== Texte fourni ==

Je signale que ces pénuries de médicaments s'ajoutent à une pénurie de médecins – le nombre de médecins généralistes installés en France a baissé de 8 % entre 2010 et 2023 – et interviennent alors que le service public hospitalier est au bord de l'effondrement. Pour prendre un exemple dans ma circonscription, à Marseille, au début de l'année, on manquait de manipulateurs radio, une information qui n'a pas fait la une des journaux mais qui a eu des conséquences concrètes : des suppressions de scanners programmés et une restriction de l'activité d'urgence. Ainsi, lorsqu'on regarde la situation dans sa globalité, on constate avec effarement que le meilleur système de soins du monde a été saboté.

Comment en est-on arrivé là ? Les députés du groupe La France insoumise y voient le résultat de décennies de marchandisation de la santé et de cadeaux faits à des multinationales du médicament dont le seul objectif est de verser plus de dividendes à leurs actionnaires. C'est aussi le résultat – je suis désolé de le dire – d'un quinquennat d'inaction. Sept ministres de la santé se sont succédé sans jamais inverser la tendance : au gré de feuilles de route et de coups de communication, la situation n'a cessé d'empirer.

Faut-il réellement s'étonner de ces pénuries ? En vérité, et contrairement à ce que vous laissez croire, la pénurie n'est pas une défaillance du marché mais une arme des industriels. En effet, en diminuant leur production et en faisant du chantage à l'arrêt de la commercialisation de certains produits, ils cherchent à obtenir des prix plus élevés pour leurs médicaments, comme le montre le rapport de la commission d'enquête sénatoriale paru en juillet 2023.

===
== Matériel d'étude ==

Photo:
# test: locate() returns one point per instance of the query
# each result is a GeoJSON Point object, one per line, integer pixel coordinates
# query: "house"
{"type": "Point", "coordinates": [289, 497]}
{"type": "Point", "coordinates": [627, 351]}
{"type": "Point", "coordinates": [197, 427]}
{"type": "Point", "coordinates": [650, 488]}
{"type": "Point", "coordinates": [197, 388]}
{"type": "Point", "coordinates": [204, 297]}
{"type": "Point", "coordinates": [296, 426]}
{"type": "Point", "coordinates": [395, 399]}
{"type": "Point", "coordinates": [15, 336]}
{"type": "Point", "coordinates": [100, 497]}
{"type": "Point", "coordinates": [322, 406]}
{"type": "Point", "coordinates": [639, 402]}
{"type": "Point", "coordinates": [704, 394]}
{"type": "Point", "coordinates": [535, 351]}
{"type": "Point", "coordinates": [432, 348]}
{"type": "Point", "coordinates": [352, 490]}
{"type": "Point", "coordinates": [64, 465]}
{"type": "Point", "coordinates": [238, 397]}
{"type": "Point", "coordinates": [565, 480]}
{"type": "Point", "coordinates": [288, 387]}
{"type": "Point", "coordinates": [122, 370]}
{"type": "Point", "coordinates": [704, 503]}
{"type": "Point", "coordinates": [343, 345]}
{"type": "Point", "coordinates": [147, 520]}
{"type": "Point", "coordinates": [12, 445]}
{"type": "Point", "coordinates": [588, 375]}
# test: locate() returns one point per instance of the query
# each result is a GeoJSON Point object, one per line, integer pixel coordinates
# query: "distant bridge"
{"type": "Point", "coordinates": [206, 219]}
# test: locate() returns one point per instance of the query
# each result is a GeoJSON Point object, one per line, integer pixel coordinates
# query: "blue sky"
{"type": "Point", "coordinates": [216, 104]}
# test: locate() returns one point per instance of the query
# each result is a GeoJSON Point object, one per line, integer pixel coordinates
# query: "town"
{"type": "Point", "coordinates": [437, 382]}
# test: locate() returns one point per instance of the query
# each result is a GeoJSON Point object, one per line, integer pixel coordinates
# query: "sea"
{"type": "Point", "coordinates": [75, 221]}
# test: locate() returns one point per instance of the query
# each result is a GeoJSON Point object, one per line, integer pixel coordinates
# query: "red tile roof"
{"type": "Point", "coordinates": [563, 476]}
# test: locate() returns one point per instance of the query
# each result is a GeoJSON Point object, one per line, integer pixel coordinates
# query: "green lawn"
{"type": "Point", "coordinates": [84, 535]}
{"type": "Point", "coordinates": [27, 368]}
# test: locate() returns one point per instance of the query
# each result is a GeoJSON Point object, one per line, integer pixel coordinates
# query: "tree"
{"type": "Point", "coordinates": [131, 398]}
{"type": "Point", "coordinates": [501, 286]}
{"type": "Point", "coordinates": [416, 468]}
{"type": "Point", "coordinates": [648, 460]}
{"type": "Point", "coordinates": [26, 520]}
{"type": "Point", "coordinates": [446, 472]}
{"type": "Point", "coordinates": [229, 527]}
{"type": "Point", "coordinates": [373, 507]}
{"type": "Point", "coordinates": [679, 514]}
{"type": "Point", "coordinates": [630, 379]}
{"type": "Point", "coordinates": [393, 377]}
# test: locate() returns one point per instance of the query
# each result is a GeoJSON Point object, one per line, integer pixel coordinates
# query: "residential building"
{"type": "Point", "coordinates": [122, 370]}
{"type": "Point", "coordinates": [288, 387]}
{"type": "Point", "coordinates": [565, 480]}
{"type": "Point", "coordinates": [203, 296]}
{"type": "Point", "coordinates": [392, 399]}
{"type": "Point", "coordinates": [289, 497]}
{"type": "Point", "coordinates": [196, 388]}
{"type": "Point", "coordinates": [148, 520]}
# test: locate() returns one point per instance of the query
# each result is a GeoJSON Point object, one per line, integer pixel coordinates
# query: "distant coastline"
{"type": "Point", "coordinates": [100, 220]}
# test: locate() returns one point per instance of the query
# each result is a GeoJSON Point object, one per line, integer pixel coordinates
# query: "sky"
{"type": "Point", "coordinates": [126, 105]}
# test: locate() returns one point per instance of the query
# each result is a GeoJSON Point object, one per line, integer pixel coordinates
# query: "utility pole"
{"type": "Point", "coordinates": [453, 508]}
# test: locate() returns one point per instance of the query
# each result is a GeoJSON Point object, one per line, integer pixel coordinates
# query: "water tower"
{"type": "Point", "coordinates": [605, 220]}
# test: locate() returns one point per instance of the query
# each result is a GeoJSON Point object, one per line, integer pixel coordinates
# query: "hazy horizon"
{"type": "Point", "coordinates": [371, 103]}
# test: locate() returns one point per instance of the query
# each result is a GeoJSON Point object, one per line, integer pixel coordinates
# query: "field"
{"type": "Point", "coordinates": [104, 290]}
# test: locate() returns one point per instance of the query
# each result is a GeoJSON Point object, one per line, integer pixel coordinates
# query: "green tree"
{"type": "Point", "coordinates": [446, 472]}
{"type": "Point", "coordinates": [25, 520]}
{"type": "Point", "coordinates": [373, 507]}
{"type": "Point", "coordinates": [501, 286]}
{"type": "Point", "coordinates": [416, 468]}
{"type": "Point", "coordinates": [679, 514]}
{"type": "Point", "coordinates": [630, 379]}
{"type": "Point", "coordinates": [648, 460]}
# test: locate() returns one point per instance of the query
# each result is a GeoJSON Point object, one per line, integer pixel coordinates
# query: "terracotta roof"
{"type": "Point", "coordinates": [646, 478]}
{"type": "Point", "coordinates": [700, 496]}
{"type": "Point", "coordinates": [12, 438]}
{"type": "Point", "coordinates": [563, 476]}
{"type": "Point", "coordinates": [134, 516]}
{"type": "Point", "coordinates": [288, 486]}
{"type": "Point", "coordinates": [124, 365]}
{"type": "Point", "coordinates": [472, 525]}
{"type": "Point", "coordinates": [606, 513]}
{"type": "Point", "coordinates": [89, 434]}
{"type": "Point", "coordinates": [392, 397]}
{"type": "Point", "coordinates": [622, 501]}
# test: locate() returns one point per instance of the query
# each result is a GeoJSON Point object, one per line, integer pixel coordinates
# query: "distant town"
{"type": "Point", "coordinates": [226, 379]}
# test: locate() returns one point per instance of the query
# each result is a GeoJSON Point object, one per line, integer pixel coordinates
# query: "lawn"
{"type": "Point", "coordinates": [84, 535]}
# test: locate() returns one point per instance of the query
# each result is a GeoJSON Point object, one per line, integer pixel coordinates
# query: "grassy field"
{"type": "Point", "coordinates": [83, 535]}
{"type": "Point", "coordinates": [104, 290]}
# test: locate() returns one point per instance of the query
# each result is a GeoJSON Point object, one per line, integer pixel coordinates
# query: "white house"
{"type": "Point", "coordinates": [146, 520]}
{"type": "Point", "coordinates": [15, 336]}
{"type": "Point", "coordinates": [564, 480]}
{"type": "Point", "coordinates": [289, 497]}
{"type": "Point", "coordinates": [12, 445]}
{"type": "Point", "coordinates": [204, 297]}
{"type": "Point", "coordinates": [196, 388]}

===

Travail demandé 1:
Dans le texte sur les pénuries de médicaments, reformulez sous forme de liste le paragraphe qui commence par « Comment en est-on arrivé là ? » en conservant ses faits essentiels.
Travail demandé 2:
Poursuivez le texte sur les pénuries de médicaments à partir de sa dernière phrase.
Vous n'aurez pas à vous servir des enregistrements.

Réponse 1:
- Les députés du groupe La France insoumise attribuent la situation à des décennies de marchandisation de la santé.
- Ils l'attribuent aussi à des cadeaux faits à des multinationales du médicament, dont le seul but est de verser davantage de dividendes à leurs actionnaires.
- La situation résulte également d'un quinquennat d'inaction.
- Sept ministres de la santé se sont succédé sans jamais inverser la tendance.
- Malgré les feuilles de route et les coups de communication, la situation n'a cessé d'empirer.

Réponse 2:
La proposition de loi du groupe Socialistes va donc évidemment dans le bon sens. Résumons-la. Les laboratoires pharmaceutiques ont déjà l'obligation d'assurer un approvisionnement pérenne pour les médicaments qu'ils commercialisent. Au vu de l'explosion du nombre de pénuries, il est cependant évident que ces obligations sont insuffisantes. Le texte prévoit donc de fixer un seuil minimal de réserves que devront constituer les industriels pour anticiper les périodes de forte demande. Encore faudrait-il, pour les médicaments d'intérêt thérapeutique majeur, que ce seuil corresponde à quatre mois de consommation, et non à deux comme c'est le cas dans la version adoptée par la commission des affaires sociales.

Ce texte a aussi le mérite d'alourdir les sanctions encourues par les laboratoires qui ne respectent pas leurs obligations. Notre groupe proposera d'ailleurs d'instaurer une sanction plancher et d'accroître le montant de l'astreinte journalière infligée aux laboratoires qui persistent dans l'illégalité.

Il est louable, enfin, d'octroyer à l'Agence nationale de sécurité du médicament et des produits de santé une prérogative de contrôle sur pièces et sur place. Encore faudrait-il toutefois que cette agence dispose des moyens nécessaires pour mener à bien ses missions de contrôle – problème qui se pose d'ailleurs pour bien d'autres services publics. Depuis 2018, l'ANSM n'a prononcé que huit sanctions contre des laboratoires hors-la-loi, en exigeant des montants dérisoires au regard des profits de ces entreprises. En outre, sur ces huit sanctions, aucune ne concerne une obligation de constitution de stocks.

Vous l'aurez compris, nous voterons pour cette proposition de loi. Toutefois, elle n'est pas suffisante, car il n'est pas tolérable que des actionnaires spéculent sur la vie des gens. Il faut prendre le problème à la racine. Le manque de stocks n'est pas la seule raison des pénuries – le ministre l'a d'ailleurs reconnu tout à l'heure. Il faut lancer un grand plan d'urgence pour sécuriser l'approvisionnement en médicaments.

Cela passe tout d'abord par le conditionnement des aides aux multinationales du médicament, notamment du crédit d'impôt recherche (CIR) – c'est d'ailleurs l'objet d'un amendement que nous avons déposé. Comment l'entreprise Sanofi a-t-elle pu supprimer 400 postes en 2021 alors qu'elle a bénéficié en dix ans de plus de 1 milliard d'exonération d'impôt au titre du CIR ? C'est une vraie question, qu'il faudra poser. Cela passe aussi par la création d'un véritable service public du médicament, ayant vocation à assurer l'approvisionnement, notamment en médicaments stratégiques.